Input:
━━━━━━━━━━━━━━━━━━━━
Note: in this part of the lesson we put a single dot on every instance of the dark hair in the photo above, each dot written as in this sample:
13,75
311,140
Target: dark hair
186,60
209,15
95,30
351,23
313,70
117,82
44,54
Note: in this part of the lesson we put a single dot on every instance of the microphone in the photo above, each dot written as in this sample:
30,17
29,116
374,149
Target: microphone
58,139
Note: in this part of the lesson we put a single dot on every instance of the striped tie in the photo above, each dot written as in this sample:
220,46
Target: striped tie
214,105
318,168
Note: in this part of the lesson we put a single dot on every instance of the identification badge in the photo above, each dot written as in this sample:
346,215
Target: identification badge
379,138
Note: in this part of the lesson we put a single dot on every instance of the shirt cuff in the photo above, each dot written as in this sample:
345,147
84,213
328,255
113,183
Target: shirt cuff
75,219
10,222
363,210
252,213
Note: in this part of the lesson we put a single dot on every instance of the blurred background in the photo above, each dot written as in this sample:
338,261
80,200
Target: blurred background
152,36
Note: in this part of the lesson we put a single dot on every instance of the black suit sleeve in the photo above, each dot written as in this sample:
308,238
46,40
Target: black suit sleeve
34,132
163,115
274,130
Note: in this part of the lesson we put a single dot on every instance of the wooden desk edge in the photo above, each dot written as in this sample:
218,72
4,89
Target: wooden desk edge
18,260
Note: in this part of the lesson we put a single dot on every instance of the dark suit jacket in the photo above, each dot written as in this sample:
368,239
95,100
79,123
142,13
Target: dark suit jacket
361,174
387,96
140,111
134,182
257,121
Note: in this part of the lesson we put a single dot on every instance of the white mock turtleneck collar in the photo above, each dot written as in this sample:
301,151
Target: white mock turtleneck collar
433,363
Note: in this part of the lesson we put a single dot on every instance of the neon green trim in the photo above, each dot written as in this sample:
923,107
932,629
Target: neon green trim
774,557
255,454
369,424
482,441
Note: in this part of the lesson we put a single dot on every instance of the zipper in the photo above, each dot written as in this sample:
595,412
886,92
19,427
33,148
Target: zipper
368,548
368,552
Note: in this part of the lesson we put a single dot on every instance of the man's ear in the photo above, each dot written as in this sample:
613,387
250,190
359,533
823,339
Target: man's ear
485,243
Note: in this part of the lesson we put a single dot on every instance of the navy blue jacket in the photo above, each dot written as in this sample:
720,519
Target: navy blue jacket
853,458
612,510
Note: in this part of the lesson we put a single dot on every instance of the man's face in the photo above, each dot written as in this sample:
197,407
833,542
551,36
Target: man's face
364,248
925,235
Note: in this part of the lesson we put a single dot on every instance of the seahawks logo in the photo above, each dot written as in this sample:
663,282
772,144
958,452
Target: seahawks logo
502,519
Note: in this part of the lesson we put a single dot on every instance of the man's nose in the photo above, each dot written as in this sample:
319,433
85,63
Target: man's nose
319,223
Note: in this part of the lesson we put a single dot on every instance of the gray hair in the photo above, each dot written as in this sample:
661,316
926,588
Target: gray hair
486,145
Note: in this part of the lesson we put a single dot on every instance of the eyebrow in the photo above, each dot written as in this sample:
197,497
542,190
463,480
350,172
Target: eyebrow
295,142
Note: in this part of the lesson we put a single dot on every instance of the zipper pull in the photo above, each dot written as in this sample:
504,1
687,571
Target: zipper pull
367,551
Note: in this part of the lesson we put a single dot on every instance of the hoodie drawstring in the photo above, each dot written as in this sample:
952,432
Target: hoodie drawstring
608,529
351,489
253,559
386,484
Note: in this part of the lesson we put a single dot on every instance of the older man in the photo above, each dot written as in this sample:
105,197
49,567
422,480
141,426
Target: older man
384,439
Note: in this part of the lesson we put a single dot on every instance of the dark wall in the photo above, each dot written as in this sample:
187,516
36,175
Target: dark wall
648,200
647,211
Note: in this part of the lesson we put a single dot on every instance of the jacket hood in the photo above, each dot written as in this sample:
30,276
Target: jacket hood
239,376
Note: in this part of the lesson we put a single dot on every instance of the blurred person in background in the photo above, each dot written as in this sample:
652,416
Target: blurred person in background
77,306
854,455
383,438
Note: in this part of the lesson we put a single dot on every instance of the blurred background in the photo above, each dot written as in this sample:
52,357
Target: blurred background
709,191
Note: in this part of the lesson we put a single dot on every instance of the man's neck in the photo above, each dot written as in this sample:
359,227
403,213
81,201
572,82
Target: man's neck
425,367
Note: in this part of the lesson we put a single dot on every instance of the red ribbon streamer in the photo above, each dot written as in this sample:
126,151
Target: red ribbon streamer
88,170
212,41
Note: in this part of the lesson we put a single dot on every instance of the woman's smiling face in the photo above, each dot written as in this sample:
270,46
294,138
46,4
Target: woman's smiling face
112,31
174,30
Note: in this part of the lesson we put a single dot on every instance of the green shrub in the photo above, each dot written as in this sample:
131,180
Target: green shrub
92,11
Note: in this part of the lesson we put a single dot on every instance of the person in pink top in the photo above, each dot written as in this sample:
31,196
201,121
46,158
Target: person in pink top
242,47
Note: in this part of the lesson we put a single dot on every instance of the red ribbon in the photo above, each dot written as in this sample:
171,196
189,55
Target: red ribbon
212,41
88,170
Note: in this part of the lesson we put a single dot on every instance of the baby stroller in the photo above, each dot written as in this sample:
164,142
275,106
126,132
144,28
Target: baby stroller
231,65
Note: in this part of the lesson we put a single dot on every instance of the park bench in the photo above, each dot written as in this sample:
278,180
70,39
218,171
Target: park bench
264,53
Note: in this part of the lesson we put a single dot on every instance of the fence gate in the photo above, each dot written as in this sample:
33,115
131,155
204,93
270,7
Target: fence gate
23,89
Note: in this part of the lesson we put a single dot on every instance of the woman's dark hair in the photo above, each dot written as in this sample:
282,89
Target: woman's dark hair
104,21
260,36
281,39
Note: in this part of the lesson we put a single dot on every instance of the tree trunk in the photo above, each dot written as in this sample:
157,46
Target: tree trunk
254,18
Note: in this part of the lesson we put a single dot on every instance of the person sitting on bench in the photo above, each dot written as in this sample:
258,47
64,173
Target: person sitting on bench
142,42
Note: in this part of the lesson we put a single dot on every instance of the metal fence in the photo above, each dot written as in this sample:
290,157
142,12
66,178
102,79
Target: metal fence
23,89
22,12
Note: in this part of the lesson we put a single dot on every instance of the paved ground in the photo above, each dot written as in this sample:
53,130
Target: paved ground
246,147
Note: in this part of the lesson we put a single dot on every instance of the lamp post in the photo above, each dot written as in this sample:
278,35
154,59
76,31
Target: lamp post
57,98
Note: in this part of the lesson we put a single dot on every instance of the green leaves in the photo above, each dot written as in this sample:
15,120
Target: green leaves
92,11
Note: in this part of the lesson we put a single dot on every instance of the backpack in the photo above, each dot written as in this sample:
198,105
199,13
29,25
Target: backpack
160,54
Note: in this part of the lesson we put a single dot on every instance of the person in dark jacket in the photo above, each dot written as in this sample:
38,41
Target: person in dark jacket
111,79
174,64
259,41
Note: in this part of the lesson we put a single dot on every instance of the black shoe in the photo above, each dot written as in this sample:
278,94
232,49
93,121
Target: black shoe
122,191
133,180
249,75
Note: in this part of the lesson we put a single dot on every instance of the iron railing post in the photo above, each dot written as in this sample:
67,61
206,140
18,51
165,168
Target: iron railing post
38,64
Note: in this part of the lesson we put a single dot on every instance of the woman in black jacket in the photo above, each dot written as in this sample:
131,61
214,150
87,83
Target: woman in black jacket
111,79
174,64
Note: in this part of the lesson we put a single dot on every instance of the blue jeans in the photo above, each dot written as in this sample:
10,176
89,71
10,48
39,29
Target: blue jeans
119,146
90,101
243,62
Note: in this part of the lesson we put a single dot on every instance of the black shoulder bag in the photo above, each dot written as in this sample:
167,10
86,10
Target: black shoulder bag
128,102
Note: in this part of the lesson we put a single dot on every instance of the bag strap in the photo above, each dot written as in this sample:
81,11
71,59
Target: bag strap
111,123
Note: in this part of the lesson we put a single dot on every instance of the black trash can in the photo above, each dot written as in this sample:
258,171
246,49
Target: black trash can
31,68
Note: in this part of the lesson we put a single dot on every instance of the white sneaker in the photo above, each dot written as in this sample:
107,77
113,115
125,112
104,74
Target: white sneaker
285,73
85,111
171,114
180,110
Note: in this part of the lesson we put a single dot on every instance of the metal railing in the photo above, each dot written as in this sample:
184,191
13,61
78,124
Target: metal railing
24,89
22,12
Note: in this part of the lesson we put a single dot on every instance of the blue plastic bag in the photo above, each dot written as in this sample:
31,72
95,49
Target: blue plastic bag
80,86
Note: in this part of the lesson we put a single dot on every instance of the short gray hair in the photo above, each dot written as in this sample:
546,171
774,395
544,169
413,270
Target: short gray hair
━━━━━━━━━━━━━━━━━━━━
Your goal: Would you report every line of the entries above containing the word "short"?

Answer to this exercise:
Note: in this part of the lesson we put a single dot on every instance of the short gray hair in the photo above, each dot written as in this sample:
Target: short gray hair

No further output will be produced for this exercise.